- **Aim of the exercise**:
Scale everything from the line containing "of the paper" down to the last of the lines below, and write those lines out again with the requests included. Multiply each point coordinate in the answers by 1.55 and round it to a whole number, halves up; give no other lines.

- **Supplied material**:
□ □ □ □ □ □ □
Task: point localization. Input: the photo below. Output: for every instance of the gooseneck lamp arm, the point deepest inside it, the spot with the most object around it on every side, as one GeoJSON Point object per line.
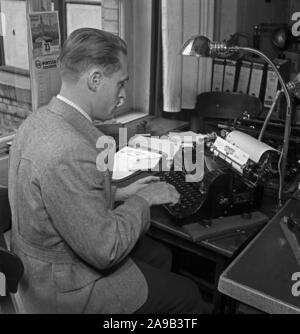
{"type": "Point", "coordinates": [201, 46]}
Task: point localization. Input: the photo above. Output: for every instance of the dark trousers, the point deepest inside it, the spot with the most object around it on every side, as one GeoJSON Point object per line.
{"type": "Point", "coordinates": [168, 293]}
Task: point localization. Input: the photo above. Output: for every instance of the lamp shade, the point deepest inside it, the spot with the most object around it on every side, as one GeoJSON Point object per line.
{"type": "Point", "coordinates": [197, 46]}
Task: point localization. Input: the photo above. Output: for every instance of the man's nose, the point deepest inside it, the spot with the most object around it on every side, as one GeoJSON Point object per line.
{"type": "Point", "coordinates": [122, 97]}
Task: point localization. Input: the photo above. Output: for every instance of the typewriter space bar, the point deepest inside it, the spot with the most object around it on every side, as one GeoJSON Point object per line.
{"type": "Point", "coordinates": [224, 225]}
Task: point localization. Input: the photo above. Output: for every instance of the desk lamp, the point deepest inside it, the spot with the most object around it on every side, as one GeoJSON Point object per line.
{"type": "Point", "coordinates": [201, 46]}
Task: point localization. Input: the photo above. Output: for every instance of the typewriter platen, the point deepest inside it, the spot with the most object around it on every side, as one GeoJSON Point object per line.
{"type": "Point", "coordinates": [232, 181]}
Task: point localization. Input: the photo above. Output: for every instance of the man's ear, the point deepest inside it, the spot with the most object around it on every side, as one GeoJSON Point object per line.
{"type": "Point", "coordinates": [95, 80]}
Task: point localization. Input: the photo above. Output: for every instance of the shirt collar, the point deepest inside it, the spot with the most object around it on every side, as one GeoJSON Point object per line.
{"type": "Point", "coordinates": [75, 106]}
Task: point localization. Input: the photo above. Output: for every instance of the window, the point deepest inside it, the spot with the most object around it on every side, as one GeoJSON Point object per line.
{"type": "Point", "coordinates": [14, 42]}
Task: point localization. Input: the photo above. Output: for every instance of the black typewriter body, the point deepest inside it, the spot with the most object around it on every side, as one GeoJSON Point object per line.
{"type": "Point", "coordinates": [220, 193]}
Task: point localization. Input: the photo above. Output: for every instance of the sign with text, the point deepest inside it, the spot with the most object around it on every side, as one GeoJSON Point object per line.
{"type": "Point", "coordinates": [44, 52]}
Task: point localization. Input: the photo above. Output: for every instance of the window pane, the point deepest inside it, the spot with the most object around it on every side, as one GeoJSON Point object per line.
{"type": "Point", "coordinates": [15, 41]}
{"type": "Point", "coordinates": [80, 16]}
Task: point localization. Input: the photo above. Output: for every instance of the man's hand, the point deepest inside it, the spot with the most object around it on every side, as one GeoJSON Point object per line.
{"type": "Point", "coordinates": [159, 193]}
{"type": "Point", "coordinates": [124, 193]}
{"type": "Point", "coordinates": [152, 190]}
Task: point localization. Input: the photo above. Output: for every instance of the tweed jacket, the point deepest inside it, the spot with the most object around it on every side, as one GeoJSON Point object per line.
{"type": "Point", "coordinates": [75, 249]}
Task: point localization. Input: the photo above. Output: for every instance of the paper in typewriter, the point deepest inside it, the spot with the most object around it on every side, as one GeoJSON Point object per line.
{"type": "Point", "coordinates": [254, 148]}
□ □ □ □ □ □ □
- **In response**:
Task: point localization. Input: the photo above. Output: for every instance of the paper in typewriter, the point deepest inside it, the spot with the most object around it on every side, as one GeoJSON Point object per line.
{"type": "Point", "coordinates": [394, 229]}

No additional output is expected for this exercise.